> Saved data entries
◇ ◇ ◇ ◇

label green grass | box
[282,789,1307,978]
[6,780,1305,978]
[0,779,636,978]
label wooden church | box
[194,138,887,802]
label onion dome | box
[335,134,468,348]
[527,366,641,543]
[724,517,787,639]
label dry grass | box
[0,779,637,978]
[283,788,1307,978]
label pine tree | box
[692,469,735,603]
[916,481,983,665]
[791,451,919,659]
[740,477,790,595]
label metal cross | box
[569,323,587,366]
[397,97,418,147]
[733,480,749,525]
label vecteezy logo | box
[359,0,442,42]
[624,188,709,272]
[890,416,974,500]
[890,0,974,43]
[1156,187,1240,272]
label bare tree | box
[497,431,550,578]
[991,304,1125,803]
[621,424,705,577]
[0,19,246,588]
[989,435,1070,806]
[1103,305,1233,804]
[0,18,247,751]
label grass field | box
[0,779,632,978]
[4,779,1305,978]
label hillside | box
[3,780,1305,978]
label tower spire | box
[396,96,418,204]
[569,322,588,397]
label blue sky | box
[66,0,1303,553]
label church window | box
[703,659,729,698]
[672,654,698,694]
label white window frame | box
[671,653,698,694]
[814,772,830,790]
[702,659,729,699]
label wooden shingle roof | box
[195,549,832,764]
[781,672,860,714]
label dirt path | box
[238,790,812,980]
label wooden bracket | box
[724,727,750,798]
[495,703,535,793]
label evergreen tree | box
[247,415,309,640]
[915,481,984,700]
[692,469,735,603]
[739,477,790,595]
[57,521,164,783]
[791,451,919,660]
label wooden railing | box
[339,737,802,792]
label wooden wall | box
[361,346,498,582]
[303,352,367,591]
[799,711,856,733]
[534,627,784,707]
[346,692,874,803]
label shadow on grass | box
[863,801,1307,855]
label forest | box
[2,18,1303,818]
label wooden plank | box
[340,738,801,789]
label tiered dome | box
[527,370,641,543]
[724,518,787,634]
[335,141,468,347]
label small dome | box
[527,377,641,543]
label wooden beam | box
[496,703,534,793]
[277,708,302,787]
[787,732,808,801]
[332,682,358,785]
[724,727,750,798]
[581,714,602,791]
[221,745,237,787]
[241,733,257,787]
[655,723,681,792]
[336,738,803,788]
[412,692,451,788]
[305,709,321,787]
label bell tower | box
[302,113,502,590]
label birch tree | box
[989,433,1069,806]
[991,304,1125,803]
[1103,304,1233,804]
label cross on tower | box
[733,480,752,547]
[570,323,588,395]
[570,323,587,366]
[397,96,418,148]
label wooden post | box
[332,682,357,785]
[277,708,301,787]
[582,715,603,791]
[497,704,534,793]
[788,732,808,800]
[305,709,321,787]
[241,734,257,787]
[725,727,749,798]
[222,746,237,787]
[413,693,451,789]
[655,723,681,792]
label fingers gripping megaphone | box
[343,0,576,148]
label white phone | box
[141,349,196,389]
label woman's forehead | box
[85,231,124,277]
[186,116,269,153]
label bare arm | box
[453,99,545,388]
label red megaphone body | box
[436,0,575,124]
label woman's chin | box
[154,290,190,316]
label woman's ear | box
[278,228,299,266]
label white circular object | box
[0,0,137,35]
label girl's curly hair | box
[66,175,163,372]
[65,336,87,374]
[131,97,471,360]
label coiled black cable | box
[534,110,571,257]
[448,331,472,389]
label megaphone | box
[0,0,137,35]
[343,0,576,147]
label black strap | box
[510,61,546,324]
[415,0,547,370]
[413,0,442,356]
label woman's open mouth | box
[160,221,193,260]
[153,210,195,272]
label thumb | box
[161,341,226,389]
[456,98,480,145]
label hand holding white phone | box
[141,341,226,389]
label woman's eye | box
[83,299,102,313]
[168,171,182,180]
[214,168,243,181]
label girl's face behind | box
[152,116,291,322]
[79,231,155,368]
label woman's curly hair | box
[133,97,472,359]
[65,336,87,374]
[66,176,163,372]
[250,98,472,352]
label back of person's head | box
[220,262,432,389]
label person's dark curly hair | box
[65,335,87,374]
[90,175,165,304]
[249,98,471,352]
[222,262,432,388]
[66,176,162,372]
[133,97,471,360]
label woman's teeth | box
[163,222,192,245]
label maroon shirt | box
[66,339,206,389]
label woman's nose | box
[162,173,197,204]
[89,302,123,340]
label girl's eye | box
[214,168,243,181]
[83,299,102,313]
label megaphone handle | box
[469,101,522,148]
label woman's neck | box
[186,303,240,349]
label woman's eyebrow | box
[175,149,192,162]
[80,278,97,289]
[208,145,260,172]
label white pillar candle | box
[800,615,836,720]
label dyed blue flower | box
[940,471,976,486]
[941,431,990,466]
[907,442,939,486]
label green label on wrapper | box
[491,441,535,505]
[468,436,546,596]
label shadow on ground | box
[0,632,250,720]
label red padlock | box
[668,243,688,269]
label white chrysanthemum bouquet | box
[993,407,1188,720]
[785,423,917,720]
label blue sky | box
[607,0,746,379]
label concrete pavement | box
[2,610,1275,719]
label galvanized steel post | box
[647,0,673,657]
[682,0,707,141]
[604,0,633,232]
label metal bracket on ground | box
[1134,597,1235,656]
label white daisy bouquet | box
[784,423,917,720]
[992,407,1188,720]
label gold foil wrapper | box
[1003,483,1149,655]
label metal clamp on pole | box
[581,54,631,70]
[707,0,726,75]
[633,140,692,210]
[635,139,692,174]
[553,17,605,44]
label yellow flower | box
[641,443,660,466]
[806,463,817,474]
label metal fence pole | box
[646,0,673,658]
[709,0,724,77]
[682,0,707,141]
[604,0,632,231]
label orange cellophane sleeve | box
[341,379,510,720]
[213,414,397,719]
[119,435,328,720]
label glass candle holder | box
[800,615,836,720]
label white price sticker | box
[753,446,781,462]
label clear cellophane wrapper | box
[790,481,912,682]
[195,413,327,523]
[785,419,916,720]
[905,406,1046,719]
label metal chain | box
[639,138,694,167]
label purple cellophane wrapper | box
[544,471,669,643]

◇ ◇ ◇ ◇

> Work to complete
Set the records above down again. Match them exactly.

> Answer for this exercise
label green grass | box
[282,789,1307,978]
[6,780,1305,978]
[0,779,636,978]
label wooden church | box
[194,138,887,802]
label onion dome | box
[335,134,468,348]
[527,366,641,543]
[724,517,787,639]
label dry grass | box
[0,779,637,978]
[283,788,1307,978]
label pine tree | box
[692,469,735,603]
[916,481,983,665]
[791,451,919,659]
[740,477,790,595]
label metal cross | box
[569,323,587,366]
[397,97,418,147]
[733,480,749,525]
label vecteezy logo | box
[359,0,442,42]
[624,188,709,272]
[890,416,974,500]
[890,0,974,43]
[1156,187,1240,272]
label bare tree | box
[497,431,550,578]
[991,304,1125,803]
[621,424,705,577]
[0,19,246,588]
[989,435,1070,806]
[1103,305,1233,804]
[0,18,247,751]
label grass field | box
[0,779,632,978]
[4,779,1305,978]
label hillside | box
[3,780,1305,978]
label tower spire | box
[396,96,418,204]
[569,322,588,397]
label blue sky | box
[66,0,1303,553]
label church window | box
[703,659,729,698]
[672,654,698,694]
label white window frame | box
[671,653,698,694]
[814,772,830,790]
[702,659,729,699]
label wooden shingle roof | box
[195,549,832,764]
[781,672,860,714]
label dirt path | box
[238,790,812,980]
label wooden bracket | box
[724,727,750,798]
[495,703,535,793]
label evergreen tree | box
[247,415,309,640]
[915,481,984,700]
[692,469,735,603]
[739,477,790,595]
[57,521,164,783]
[791,451,919,660]
label wooden railing | box
[339,737,802,792]
label wooden wall | box
[361,346,498,582]
[303,352,367,591]
[799,711,856,733]
[534,627,784,707]
[346,692,874,803]
label shadow on grass | box
[863,801,1307,855]
label forest | box
[2,18,1303,818]
label wooden plank | box
[340,738,801,789]
label tiered dome | box
[527,370,641,543]
[724,518,787,634]
[335,141,468,347]
label small dome | box
[527,377,641,543]
label wooden beam | box
[496,703,534,793]
[277,708,302,787]
[787,732,808,801]
[332,682,358,785]
[724,727,750,798]
[581,714,602,791]
[221,745,237,787]
[241,733,257,787]
[655,723,681,792]
[336,738,803,788]
[412,692,451,788]
[305,709,321,787]
label bell tower | box
[302,113,502,590]
label birch tree | box
[989,433,1069,806]
[991,304,1125,803]
[1103,304,1233,804]
label cross on tower | box
[733,480,752,547]
[570,323,588,395]
[570,323,587,366]
[397,96,418,148]
label wooden post | box
[332,682,357,785]
[277,708,301,787]
[582,715,603,791]
[497,704,534,793]
[788,732,808,800]
[305,709,321,787]
[241,734,257,787]
[725,727,749,798]
[222,746,237,787]
[413,693,451,789]
[655,723,681,792]
label fingers gripping megaphone | box
[343,0,576,148]
label white phone | box
[141,349,196,389]
label woman's forehead | box
[85,231,124,277]
[186,116,269,153]
label bare arm | box
[453,99,545,388]
label red megaphone body | box
[436,0,575,124]
label woman's chin | box
[154,290,190,316]
label woman's ear | box
[278,228,299,266]
label white circular object | box
[0,0,137,35]
label girl's curly hair | box
[66,175,163,372]
[65,336,87,374]
[131,97,471,360]
label coiled black cable | box
[534,110,571,257]
[448,331,472,389]
label megaphone | box
[0,0,137,35]
[343,0,576,147]
label black strap | box
[510,61,546,324]
[415,0,547,370]
[413,0,442,356]
label woman's open mouth | box
[160,221,193,260]
[153,210,195,272]
label thumb | box
[161,341,226,389]
[456,98,480,145]
label hand holding white phone | box
[141,341,226,389]
label woman's eye | box
[83,299,102,313]
[168,171,182,180]
[214,168,243,181]
label girl's face behind | box
[152,116,291,322]
[79,231,155,368]
label woman's curly hair | box
[133,97,472,359]
[65,336,87,374]
[66,176,163,372]
[250,98,472,352]
label back of person's head | box
[220,262,432,389]
label person's dark curly hair | box
[65,335,87,374]
[90,175,165,304]
[249,98,471,352]
[222,262,432,388]
[66,176,162,372]
[133,97,471,360]
label woman's teeth | box
[163,222,192,245]
label maroon shirt | box
[66,339,206,389]
label woman's nose | box
[162,173,197,204]
[89,302,123,340]
label girl's eye | box
[214,168,243,181]
[83,299,102,313]
label megaphone handle | box
[469,101,522,148]
label woman's neck | box
[186,303,240,349]
label woman's eyebrow | box
[175,149,192,162]
[80,278,97,289]
[208,145,260,172]
label white pillar candle | box
[800,615,836,720]
label dyed blue flower | box
[940,471,976,486]
[941,431,990,466]
[907,442,939,486]
label green label on wrapper | box
[491,441,535,505]
[468,436,546,596]
label shadow on ground | box
[0,632,250,720]
label red padlock | box
[668,243,688,269]
label white chrysanthemum bouquet | box
[993,407,1188,720]
[785,423,917,720]
label blue sky | box
[607,0,746,379]
label concrete pavement | box
[2,610,1275,719]
label galvanized steel post | box
[647,0,673,657]
[682,0,707,141]
[604,0,633,232]
label metal bracket on ground | box
[1134,597,1235,656]
label white daisy bouquet | box
[784,423,917,720]
[992,407,1188,720]
label gold foil wrapper | box
[1003,483,1149,655]
label metal clamp on pole | box
[581,54,631,70]
[707,0,726,75]
[633,140,692,210]
[635,139,692,174]
[553,17,605,44]
label yellow flower | box
[641,443,660,466]
[806,463,817,474]
label metal fence pole | box
[646,0,673,658]
[709,0,724,77]
[682,0,707,141]
[604,0,632,231]
label orange cellophane sleeve | box
[341,379,510,720]
[213,414,397,719]
[119,435,328,720]
label glass candle holder | box
[800,615,836,720]
label white price sticker | box
[753,446,781,462]
label clear cellophane wrapper | box
[790,481,912,682]
[195,413,327,523]
[785,419,916,720]
[905,406,1046,719]
label metal chain | box
[639,138,694,167]
label purple cellophane wrapper | box
[544,471,669,643]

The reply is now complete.